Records
________________

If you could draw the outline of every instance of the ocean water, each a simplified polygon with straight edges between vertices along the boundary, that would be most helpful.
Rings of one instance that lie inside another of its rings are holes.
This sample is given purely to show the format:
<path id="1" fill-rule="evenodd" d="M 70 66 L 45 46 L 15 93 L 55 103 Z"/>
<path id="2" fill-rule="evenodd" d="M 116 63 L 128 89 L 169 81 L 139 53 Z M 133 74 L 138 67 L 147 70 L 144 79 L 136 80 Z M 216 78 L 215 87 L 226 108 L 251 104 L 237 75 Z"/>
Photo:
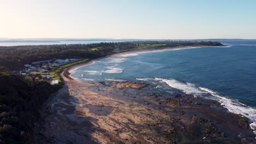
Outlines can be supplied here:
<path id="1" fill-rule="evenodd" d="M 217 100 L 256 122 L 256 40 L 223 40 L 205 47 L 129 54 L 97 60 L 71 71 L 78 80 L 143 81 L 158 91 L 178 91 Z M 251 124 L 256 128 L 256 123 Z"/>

________________

THE EXERCISE
Omit the pictures and reproduce the listing exactly.

CORRECT ANSWER
If you could draw the outline of every instance of the ocean water, each a simplified polygon with straight edges between vertices along the boundary, that would be most helpful.
Rings of one instance that lie inside another of its rings are holes.
This sample is given purely to show the format:
<path id="1" fill-rule="evenodd" d="M 70 66 L 45 46 L 15 93 L 55 103 Z"/>
<path id="2" fill-rule="evenodd" d="M 116 63 L 128 89 L 169 81 L 139 53 Z M 133 74 L 138 67 L 147 70 L 144 79 L 136 80 Z M 216 78 L 215 87 L 226 108 L 251 104 L 237 75 Z"/>
Photo:
Outlines can be supplied here:
<path id="1" fill-rule="evenodd" d="M 217 100 L 256 122 L 256 40 L 223 40 L 205 47 L 129 54 L 97 60 L 71 71 L 78 80 L 143 81 L 158 91 L 178 91 Z M 251 124 L 256 128 L 256 123 Z"/>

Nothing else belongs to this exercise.